** RECORDS FOR THIS EXERCISE follows **

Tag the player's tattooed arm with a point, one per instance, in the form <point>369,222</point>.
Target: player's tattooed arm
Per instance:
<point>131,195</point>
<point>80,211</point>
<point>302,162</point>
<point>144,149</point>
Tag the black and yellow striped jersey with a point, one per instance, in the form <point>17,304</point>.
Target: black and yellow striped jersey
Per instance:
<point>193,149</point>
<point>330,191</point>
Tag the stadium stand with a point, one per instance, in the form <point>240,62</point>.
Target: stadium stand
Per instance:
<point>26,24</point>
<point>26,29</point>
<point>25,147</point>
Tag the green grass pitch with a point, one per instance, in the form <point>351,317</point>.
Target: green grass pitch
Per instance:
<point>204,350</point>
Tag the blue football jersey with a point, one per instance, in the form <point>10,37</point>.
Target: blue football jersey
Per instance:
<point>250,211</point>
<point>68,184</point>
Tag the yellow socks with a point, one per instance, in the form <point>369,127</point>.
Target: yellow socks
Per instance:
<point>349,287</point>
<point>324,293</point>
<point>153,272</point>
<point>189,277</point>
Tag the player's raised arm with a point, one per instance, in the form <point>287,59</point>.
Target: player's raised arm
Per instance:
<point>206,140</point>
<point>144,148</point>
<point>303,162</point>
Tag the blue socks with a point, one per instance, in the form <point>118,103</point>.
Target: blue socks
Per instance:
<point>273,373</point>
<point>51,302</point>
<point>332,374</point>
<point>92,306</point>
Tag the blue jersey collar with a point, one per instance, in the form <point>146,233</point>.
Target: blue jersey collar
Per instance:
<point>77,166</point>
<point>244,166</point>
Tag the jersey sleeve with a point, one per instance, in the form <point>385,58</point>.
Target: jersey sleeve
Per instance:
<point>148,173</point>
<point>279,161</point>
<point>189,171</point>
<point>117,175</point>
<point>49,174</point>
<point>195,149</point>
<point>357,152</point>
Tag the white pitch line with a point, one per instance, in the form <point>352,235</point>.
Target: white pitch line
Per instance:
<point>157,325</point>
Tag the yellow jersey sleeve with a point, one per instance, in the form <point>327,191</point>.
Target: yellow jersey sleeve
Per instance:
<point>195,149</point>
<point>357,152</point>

** End of RECORDS FOR THIS EXERCISE **

## [ACTION ITEM]
With the first line being the one containing "Target: player's tattooed arm" and the last line the one containing "Target: stadium stand", transcribe exactly the lines above that fall in that range.

## [WRITTEN RESPONSE]
Target: player's tattooed arm
Per instance:
<point>131,195</point>
<point>80,211</point>
<point>302,162</point>
<point>144,149</point>
Tag the black and yellow striped jersey with a point, one per instance, in the form <point>17,304</point>.
Target: black and yellow striped jersey
Per instance:
<point>193,149</point>
<point>330,191</point>
Tag the stadium stand with a point, one per instance, in the form <point>240,62</point>.
Target: stadium stand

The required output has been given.